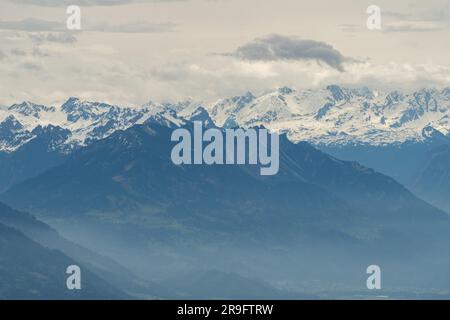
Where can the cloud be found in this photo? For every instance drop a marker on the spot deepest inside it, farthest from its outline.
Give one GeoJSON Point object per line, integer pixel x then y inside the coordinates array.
{"type": "Point", "coordinates": [57, 37]}
{"type": "Point", "coordinates": [64, 3]}
{"type": "Point", "coordinates": [18, 52]}
{"type": "Point", "coordinates": [136, 27]}
{"type": "Point", "coordinates": [32, 24]}
{"type": "Point", "coordinates": [415, 26]}
{"type": "Point", "coordinates": [277, 47]}
{"type": "Point", "coordinates": [61, 35]}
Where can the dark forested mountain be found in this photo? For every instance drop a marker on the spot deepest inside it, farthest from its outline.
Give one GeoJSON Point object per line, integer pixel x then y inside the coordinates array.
{"type": "Point", "coordinates": [30, 271]}
{"type": "Point", "coordinates": [433, 180]}
{"type": "Point", "coordinates": [42, 242]}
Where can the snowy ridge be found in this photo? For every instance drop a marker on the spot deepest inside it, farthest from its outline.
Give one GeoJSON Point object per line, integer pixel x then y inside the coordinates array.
{"type": "Point", "coordinates": [340, 116]}
{"type": "Point", "coordinates": [330, 116]}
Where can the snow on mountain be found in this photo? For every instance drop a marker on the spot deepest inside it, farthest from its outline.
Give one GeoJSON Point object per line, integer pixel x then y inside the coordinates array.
{"type": "Point", "coordinates": [86, 121]}
{"type": "Point", "coordinates": [329, 116]}
{"type": "Point", "coordinates": [338, 116]}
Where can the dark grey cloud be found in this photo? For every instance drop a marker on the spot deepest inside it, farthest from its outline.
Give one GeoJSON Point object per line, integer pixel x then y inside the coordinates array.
{"type": "Point", "coordinates": [65, 3]}
{"type": "Point", "coordinates": [277, 47]}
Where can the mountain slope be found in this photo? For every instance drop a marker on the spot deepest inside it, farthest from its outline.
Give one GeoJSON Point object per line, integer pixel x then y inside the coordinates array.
{"type": "Point", "coordinates": [130, 173]}
{"type": "Point", "coordinates": [99, 265]}
{"type": "Point", "coordinates": [433, 181]}
{"type": "Point", "coordinates": [31, 271]}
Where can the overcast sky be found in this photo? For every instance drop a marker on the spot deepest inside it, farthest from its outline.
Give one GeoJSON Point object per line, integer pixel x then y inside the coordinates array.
{"type": "Point", "coordinates": [133, 51]}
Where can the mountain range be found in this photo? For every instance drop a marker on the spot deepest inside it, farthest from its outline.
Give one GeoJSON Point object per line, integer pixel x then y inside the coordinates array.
{"type": "Point", "coordinates": [363, 176]}
{"type": "Point", "coordinates": [330, 116]}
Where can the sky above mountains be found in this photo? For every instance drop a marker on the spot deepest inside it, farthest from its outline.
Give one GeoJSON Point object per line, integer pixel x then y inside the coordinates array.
{"type": "Point", "coordinates": [128, 52]}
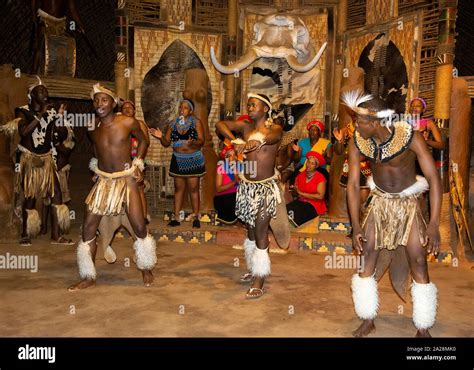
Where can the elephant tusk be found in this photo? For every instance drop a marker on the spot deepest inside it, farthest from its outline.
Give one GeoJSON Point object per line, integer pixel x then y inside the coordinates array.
{"type": "Point", "coordinates": [298, 67]}
{"type": "Point", "coordinates": [242, 63]}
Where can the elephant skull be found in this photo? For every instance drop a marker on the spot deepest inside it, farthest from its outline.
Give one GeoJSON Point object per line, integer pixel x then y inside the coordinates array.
{"type": "Point", "coordinates": [277, 36]}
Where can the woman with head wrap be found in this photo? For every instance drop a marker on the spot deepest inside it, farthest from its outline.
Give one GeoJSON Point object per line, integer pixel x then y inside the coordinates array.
{"type": "Point", "coordinates": [310, 186]}
{"type": "Point", "coordinates": [314, 142]}
{"type": "Point", "coordinates": [186, 136]}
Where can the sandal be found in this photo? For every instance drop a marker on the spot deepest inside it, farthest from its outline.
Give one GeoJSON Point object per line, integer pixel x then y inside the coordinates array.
{"type": "Point", "coordinates": [259, 292]}
{"type": "Point", "coordinates": [62, 241]}
{"type": "Point", "coordinates": [25, 241]}
{"type": "Point", "coordinates": [246, 278]}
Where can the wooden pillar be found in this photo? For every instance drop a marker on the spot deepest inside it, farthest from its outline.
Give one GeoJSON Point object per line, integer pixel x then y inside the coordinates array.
{"type": "Point", "coordinates": [443, 86]}
{"type": "Point", "coordinates": [460, 155]}
{"type": "Point", "coordinates": [229, 105]}
{"type": "Point", "coordinates": [121, 48]}
{"type": "Point", "coordinates": [339, 67]}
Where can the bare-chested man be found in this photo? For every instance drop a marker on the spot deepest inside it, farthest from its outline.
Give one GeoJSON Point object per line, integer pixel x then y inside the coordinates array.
{"type": "Point", "coordinates": [63, 144]}
{"type": "Point", "coordinates": [37, 170]}
{"type": "Point", "coordinates": [393, 218]}
{"type": "Point", "coordinates": [116, 187]}
{"type": "Point", "coordinates": [258, 193]}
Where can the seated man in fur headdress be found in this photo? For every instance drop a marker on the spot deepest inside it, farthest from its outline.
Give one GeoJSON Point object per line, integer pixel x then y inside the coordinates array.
{"type": "Point", "coordinates": [116, 188]}
{"type": "Point", "coordinates": [393, 223]}
{"type": "Point", "coordinates": [36, 172]}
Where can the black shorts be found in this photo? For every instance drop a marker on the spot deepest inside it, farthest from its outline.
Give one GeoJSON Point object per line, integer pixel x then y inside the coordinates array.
{"type": "Point", "coordinates": [187, 164]}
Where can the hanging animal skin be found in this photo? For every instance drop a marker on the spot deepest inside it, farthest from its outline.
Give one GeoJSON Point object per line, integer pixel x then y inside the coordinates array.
{"type": "Point", "coordinates": [278, 36]}
{"type": "Point", "coordinates": [385, 72]}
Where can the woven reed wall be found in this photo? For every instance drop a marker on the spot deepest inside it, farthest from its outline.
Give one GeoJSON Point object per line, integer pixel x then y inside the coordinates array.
{"type": "Point", "coordinates": [99, 21]}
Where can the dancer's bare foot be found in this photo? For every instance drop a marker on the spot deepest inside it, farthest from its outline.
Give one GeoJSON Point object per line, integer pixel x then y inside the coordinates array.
{"type": "Point", "coordinates": [147, 277]}
{"type": "Point", "coordinates": [364, 329]}
{"type": "Point", "coordinates": [256, 289]}
{"type": "Point", "coordinates": [83, 284]}
{"type": "Point", "coordinates": [423, 333]}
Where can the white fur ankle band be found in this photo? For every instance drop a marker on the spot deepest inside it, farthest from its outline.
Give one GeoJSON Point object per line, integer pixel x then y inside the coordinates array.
{"type": "Point", "coordinates": [425, 303]}
{"type": "Point", "coordinates": [365, 297]}
{"type": "Point", "coordinates": [145, 251]}
{"type": "Point", "coordinates": [84, 261]}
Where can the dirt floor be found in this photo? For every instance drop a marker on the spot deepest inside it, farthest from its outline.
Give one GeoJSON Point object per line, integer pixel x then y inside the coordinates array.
{"type": "Point", "coordinates": [197, 294]}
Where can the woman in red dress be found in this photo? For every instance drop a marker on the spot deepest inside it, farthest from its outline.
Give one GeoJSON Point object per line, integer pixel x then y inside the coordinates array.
{"type": "Point", "coordinates": [310, 185]}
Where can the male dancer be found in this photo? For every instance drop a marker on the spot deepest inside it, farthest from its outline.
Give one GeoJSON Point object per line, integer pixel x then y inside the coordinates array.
{"type": "Point", "coordinates": [116, 187]}
{"type": "Point", "coordinates": [258, 193]}
{"type": "Point", "coordinates": [37, 170]}
{"type": "Point", "coordinates": [393, 218]}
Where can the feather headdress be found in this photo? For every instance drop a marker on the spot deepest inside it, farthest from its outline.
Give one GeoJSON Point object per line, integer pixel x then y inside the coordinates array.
{"type": "Point", "coordinates": [352, 99]}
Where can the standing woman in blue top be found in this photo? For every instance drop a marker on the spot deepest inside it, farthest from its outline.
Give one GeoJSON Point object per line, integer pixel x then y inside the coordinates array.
{"type": "Point", "coordinates": [186, 136]}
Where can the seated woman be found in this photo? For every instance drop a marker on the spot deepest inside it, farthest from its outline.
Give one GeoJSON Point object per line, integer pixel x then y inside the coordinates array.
{"type": "Point", "coordinates": [227, 181]}
{"type": "Point", "coordinates": [310, 185]}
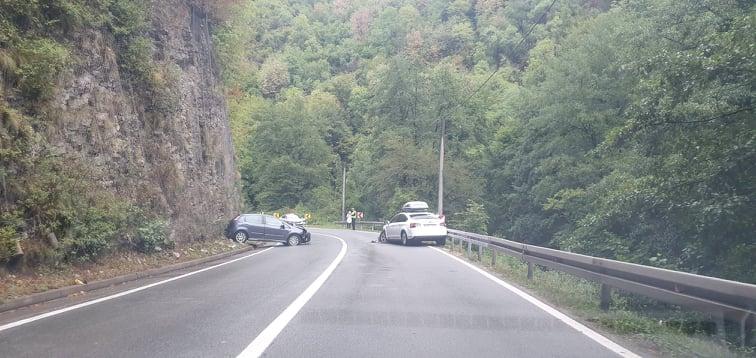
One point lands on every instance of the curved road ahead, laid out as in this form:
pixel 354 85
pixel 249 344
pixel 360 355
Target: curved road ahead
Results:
pixel 380 300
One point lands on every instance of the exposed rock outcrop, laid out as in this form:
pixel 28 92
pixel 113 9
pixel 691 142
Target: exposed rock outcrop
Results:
pixel 178 161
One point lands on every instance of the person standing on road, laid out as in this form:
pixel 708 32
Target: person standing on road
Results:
pixel 351 218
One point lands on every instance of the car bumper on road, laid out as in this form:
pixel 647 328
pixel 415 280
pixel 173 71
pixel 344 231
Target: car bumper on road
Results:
pixel 427 238
pixel 427 234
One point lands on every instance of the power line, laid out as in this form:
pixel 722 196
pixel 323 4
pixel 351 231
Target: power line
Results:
pixel 543 15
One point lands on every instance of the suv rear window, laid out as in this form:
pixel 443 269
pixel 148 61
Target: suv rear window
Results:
pixel 253 219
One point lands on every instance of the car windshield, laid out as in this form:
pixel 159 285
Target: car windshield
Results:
pixel 423 216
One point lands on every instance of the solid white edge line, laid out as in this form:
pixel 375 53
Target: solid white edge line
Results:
pixel 597 337
pixel 266 337
pixel 120 294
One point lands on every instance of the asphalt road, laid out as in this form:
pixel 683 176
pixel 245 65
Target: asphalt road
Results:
pixel 382 300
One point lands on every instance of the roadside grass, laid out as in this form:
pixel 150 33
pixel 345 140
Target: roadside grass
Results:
pixel 652 328
pixel 43 278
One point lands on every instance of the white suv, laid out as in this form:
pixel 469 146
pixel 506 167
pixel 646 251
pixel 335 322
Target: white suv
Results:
pixel 414 227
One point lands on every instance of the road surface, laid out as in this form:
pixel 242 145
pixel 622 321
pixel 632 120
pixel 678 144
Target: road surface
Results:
pixel 377 300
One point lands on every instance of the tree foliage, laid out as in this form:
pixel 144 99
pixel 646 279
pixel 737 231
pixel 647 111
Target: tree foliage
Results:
pixel 619 129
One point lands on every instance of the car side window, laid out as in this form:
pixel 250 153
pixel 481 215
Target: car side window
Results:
pixel 253 219
pixel 399 218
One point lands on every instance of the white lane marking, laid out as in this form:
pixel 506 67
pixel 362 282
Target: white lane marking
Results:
pixel 266 337
pixel 120 294
pixel 606 342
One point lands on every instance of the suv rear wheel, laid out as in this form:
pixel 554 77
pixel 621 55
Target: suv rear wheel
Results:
pixel 293 240
pixel 240 236
pixel 405 241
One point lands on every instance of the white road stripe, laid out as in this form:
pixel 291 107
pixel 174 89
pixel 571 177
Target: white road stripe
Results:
pixel 120 294
pixel 266 337
pixel 606 342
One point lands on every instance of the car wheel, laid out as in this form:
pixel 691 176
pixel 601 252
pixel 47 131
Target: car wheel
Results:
pixel 240 237
pixel 293 240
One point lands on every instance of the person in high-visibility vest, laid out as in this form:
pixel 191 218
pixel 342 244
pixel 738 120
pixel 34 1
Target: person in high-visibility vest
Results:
pixel 351 218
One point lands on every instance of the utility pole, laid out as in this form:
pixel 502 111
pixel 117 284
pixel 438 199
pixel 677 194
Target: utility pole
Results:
pixel 343 192
pixel 441 169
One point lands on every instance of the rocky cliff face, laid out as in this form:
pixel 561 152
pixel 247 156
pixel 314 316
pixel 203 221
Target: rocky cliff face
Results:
pixel 179 161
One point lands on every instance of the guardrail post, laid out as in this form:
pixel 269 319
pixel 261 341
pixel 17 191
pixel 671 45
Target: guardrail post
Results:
pixel 530 270
pixel 744 331
pixel 606 297
pixel 719 322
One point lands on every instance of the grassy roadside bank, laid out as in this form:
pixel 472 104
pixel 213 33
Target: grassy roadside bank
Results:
pixel 16 285
pixel 649 328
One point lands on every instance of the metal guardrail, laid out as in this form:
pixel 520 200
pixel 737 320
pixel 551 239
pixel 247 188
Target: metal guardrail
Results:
pixel 723 299
pixel 372 224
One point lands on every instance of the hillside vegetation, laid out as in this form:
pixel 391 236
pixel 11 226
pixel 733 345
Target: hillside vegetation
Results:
pixel 623 129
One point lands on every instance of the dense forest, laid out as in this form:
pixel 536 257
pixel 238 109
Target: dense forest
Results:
pixel 623 129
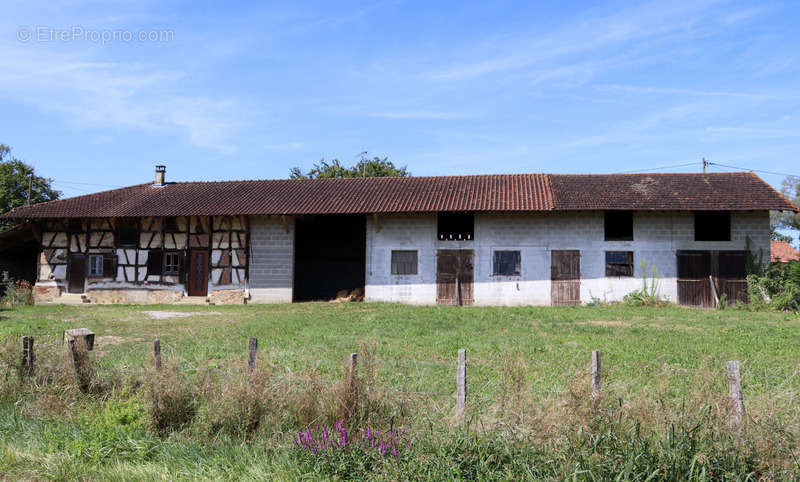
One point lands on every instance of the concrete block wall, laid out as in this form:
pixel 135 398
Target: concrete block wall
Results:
pixel 271 260
pixel 657 237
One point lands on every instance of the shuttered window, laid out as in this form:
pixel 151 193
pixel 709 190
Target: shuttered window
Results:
pixel 619 263
pixel 507 263
pixel 404 262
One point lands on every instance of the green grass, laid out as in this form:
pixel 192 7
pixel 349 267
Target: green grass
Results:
pixel 416 348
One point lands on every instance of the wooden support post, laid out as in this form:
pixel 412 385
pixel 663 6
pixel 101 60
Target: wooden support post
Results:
pixel 735 386
pixel 157 353
pixel 596 372
pixel 251 359
pixel 27 355
pixel 461 384
pixel 352 385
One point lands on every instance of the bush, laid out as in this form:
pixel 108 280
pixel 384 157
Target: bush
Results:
pixel 777 287
pixel 173 405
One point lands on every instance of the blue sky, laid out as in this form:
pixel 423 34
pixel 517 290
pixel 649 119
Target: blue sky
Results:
pixel 249 90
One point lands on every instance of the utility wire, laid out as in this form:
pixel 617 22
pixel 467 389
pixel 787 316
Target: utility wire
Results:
pixel 754 170
pixel 659 168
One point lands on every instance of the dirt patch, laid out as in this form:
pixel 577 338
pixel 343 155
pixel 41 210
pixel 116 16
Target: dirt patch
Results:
pixel 604 323
pixel 160 315
pixel 108 340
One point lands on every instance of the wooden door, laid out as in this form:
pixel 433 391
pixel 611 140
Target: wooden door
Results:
pixel 76 273
pixel 198 273
pixel 694 278
pixel 455 274
pixel 732 275
pixel 565 277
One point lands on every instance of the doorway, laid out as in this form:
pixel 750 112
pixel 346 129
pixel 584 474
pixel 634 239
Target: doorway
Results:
pixel 455 275
pixel 565 277
pixel 76 269
pixel 198 273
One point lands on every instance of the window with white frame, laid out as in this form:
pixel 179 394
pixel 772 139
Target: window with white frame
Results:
pixel 507 263
pixel 95 265
pixel 404 262
pixel 172 262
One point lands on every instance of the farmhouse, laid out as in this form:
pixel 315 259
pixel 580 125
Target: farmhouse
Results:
pixel 537 239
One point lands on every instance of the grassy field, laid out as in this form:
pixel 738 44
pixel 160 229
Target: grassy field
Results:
pixel 413 354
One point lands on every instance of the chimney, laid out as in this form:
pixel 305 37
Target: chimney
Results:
pixel 161 172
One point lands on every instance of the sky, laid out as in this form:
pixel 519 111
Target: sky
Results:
pixel 94 94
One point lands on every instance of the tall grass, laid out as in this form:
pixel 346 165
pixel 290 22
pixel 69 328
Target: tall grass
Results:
pixel 190 422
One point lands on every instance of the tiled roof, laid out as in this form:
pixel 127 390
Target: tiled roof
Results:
pixel 728 191
pixel 512 192
pixel 782 252
pixel 522 192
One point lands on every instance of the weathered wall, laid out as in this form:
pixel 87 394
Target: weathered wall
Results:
pixel 135 279
pixel 657 237
pixel 271 254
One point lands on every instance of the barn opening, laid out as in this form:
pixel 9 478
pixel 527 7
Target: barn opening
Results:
pixel 329 256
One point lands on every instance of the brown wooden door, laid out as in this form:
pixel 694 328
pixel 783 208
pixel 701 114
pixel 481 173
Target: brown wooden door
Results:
pixel 455 275
pixel 694 278
pixel 565 277
pixel 76 273
pixel 198 273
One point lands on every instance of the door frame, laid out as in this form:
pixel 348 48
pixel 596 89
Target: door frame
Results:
pixel 461 255
pixel 574 282
pixel 190 272
pixel 85 271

◆ TASK STATEMENT
From the line containing "One point lands on every instance of the door frame, laid" down to the last line of the records above, print every line exactly, with both ends kept.

◆ TASK RESPONSE
One point lands on every instance of the door frame, laid out as in this form:
pixel 348 48
pixel 596 89
Target: door frame
Results:
pixel 461 255
pixel 574 282
pixel 190 272
pixel 85 271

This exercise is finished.